List every line in the data below that contains the word "window", copying each one in full. Case counts.

── Supplied records

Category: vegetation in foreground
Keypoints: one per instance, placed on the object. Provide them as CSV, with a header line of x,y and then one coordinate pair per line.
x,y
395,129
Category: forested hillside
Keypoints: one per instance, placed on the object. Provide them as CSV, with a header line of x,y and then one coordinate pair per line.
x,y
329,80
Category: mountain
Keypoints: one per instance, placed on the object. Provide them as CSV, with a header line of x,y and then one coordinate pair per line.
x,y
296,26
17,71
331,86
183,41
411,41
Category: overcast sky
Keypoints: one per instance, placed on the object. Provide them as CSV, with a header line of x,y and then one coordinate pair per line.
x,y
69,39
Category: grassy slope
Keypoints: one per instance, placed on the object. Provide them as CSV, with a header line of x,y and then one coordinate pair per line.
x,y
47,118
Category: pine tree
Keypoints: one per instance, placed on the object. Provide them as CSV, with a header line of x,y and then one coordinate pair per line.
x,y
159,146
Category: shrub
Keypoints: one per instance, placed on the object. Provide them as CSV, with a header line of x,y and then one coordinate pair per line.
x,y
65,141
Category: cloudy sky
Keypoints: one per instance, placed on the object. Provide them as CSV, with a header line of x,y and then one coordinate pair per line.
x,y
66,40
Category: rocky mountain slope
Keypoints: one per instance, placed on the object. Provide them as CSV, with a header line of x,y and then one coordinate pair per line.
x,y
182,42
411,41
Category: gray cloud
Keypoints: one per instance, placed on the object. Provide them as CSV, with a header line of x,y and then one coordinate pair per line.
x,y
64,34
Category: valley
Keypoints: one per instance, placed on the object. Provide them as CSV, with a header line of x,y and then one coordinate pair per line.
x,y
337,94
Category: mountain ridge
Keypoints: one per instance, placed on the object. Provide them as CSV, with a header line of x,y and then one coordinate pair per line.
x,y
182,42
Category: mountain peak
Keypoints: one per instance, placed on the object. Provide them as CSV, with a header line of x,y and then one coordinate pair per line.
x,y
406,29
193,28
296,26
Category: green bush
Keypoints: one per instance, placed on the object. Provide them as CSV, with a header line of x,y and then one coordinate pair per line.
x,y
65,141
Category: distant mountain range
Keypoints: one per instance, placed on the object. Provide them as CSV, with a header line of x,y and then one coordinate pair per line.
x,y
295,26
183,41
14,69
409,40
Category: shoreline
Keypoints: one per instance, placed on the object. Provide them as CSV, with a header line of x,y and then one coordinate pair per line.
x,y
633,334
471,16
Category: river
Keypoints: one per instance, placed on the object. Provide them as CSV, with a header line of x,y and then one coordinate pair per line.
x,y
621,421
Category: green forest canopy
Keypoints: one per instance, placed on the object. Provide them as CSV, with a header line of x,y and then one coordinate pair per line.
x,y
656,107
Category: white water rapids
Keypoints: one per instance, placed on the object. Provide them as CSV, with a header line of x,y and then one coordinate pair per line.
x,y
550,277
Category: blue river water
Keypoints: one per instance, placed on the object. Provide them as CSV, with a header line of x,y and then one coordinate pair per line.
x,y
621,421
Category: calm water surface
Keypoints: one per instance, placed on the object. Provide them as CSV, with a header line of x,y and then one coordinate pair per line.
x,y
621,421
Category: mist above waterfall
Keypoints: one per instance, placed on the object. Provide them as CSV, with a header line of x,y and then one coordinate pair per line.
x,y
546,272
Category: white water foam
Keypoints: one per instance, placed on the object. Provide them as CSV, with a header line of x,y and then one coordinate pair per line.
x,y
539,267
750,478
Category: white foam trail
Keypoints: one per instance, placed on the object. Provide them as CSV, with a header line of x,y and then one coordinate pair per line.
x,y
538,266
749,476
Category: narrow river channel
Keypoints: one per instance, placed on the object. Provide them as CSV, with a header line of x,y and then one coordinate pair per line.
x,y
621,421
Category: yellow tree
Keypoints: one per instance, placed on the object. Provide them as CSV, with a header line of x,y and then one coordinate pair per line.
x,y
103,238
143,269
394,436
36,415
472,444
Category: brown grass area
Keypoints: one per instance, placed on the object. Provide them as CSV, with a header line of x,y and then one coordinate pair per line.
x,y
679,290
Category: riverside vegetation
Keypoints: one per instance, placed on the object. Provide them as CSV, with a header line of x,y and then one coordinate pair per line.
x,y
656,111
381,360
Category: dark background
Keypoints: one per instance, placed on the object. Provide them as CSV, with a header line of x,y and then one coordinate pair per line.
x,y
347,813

────
── Supplied records

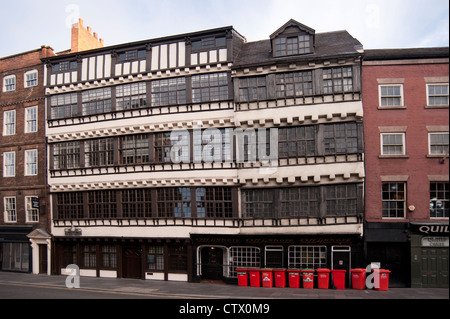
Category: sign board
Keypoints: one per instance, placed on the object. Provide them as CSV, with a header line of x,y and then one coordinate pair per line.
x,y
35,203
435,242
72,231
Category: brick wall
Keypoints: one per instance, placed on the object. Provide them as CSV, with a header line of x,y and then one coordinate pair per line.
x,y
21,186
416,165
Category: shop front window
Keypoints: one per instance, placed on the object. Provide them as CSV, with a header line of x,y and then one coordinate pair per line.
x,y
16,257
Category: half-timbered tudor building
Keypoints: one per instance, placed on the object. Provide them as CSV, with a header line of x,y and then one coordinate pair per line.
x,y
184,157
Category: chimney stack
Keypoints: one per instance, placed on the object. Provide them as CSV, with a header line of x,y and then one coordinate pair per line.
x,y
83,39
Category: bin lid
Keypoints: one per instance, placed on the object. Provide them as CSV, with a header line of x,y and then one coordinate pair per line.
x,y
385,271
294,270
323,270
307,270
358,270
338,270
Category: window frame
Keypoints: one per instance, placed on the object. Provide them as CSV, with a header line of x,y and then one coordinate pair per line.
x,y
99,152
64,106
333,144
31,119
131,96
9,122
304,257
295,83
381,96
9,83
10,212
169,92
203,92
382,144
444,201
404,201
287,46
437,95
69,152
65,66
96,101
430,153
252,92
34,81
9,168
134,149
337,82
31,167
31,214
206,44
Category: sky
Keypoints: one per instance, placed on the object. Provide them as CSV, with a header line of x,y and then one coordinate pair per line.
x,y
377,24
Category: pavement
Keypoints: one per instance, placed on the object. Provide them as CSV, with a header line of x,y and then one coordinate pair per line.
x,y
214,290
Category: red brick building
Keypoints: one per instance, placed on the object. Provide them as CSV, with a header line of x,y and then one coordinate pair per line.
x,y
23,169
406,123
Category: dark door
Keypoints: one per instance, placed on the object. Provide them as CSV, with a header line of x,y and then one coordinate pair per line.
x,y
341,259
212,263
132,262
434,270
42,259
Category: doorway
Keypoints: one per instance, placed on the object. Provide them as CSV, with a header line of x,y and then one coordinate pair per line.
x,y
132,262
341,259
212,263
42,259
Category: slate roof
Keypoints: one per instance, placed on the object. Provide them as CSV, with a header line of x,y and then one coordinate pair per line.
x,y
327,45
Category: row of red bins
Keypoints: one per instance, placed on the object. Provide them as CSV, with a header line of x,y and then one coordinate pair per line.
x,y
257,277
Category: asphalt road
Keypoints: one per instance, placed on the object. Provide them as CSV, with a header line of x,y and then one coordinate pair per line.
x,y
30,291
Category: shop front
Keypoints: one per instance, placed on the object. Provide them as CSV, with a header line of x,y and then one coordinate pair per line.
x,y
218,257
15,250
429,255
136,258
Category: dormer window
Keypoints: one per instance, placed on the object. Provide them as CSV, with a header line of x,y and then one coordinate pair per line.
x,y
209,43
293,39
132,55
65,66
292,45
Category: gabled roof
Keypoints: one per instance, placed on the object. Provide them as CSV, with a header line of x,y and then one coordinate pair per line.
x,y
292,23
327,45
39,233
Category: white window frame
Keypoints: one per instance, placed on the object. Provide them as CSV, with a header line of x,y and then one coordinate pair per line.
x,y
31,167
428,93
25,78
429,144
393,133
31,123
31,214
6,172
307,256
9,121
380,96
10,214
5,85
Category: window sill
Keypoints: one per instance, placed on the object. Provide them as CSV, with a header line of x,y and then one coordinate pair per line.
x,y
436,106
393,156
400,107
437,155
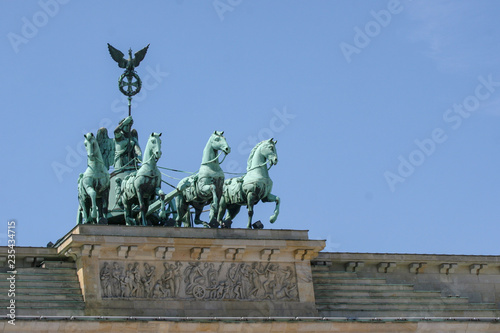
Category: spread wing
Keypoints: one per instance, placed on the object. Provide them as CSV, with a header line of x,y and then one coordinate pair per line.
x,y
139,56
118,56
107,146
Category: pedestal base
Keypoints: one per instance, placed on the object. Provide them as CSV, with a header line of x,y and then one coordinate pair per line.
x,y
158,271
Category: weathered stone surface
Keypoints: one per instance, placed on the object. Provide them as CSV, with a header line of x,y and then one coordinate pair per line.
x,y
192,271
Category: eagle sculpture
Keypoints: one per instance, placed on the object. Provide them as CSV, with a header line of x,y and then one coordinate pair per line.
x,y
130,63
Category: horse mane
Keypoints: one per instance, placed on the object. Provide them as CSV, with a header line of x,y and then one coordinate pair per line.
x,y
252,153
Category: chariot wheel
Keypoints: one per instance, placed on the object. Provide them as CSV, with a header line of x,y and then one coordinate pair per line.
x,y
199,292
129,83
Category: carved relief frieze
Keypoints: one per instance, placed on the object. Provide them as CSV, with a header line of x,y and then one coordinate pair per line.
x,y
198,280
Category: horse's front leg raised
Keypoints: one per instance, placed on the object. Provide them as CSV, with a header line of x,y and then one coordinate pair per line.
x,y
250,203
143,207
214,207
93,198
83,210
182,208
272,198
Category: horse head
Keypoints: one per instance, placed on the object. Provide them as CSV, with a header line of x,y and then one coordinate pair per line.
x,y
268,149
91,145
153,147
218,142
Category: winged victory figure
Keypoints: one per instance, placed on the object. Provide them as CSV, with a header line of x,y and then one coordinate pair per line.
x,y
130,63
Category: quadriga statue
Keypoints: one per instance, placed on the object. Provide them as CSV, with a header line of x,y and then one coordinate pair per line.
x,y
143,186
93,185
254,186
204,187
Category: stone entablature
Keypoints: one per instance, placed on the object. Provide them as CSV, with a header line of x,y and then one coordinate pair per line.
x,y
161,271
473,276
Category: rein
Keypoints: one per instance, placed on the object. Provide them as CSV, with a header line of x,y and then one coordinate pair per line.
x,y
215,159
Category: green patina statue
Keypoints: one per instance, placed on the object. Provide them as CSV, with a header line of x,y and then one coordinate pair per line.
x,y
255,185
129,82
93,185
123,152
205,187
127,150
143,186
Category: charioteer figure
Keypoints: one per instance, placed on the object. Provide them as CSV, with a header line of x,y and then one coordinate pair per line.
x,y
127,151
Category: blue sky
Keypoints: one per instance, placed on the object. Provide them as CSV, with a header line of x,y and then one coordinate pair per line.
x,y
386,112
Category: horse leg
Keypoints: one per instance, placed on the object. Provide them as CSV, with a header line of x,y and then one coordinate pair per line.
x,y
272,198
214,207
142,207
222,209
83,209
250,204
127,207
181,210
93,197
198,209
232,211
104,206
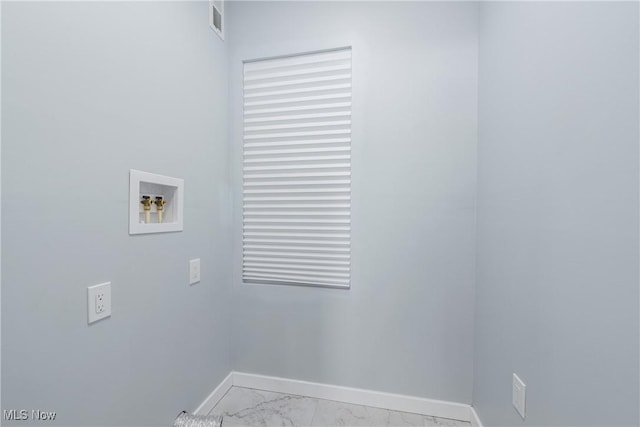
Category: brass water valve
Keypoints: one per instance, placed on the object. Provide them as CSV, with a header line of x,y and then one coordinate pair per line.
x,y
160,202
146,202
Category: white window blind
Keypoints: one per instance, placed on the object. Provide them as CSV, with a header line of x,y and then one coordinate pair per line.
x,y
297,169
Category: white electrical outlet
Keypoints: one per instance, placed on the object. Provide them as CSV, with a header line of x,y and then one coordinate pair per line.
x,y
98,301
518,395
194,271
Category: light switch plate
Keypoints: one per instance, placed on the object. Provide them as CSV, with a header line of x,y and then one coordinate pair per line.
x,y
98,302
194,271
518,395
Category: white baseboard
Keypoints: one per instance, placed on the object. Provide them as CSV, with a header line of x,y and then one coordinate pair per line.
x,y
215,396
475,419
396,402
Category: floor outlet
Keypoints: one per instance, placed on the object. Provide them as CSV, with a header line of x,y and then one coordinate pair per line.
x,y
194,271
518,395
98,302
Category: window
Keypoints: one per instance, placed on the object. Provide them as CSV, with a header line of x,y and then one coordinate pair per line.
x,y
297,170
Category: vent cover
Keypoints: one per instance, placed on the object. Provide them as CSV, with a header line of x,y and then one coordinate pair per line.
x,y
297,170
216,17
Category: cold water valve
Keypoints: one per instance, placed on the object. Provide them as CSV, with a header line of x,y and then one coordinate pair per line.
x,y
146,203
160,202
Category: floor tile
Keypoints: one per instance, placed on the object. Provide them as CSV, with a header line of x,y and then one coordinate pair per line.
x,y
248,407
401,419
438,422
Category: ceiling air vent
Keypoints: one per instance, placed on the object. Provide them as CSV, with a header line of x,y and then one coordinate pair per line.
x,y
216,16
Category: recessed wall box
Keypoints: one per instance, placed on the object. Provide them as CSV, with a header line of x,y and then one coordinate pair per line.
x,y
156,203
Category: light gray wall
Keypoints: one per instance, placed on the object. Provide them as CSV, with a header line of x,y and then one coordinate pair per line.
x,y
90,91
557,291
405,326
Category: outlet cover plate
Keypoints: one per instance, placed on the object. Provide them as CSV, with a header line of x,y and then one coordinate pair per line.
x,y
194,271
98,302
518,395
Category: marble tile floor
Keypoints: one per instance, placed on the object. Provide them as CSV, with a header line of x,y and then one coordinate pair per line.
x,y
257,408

────

__Exercise answer__:
Category: shop front window
Category: window frame
Category: dormer window
Category: white window frame
Category: window sill
Category: white window blind
Category: window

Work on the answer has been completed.